— begin —

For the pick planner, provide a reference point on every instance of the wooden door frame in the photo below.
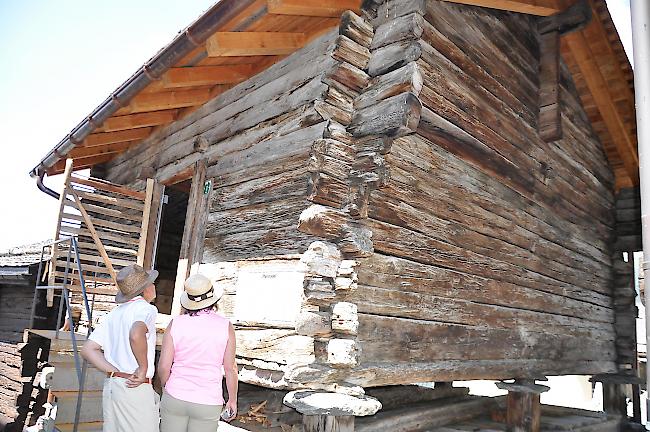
(194, 230)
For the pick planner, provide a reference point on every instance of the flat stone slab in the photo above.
(309, 402)
(523, 388)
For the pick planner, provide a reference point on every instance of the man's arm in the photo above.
(93, 353)
(230, 371)
(166, 356)
(138, 341)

— end —

_WHAT THE EXERCISE ASKS_: Please change "pick planner" to "grasp planner" in the data from the line with "slab in the photo above." through the end of the data, and give those lines again with nothing else altered.

_CORRECT OUTPUT_:
For the grasp planner, provide a reference point on every instance of the flat stone slab in the photo above.
(309, 402)
(523, 388)
For the grasp planner, provide a reference point on every instance of the man's arm in the photo above.
(93, 353)
(230, 371)
(166, 356)
(138, 341)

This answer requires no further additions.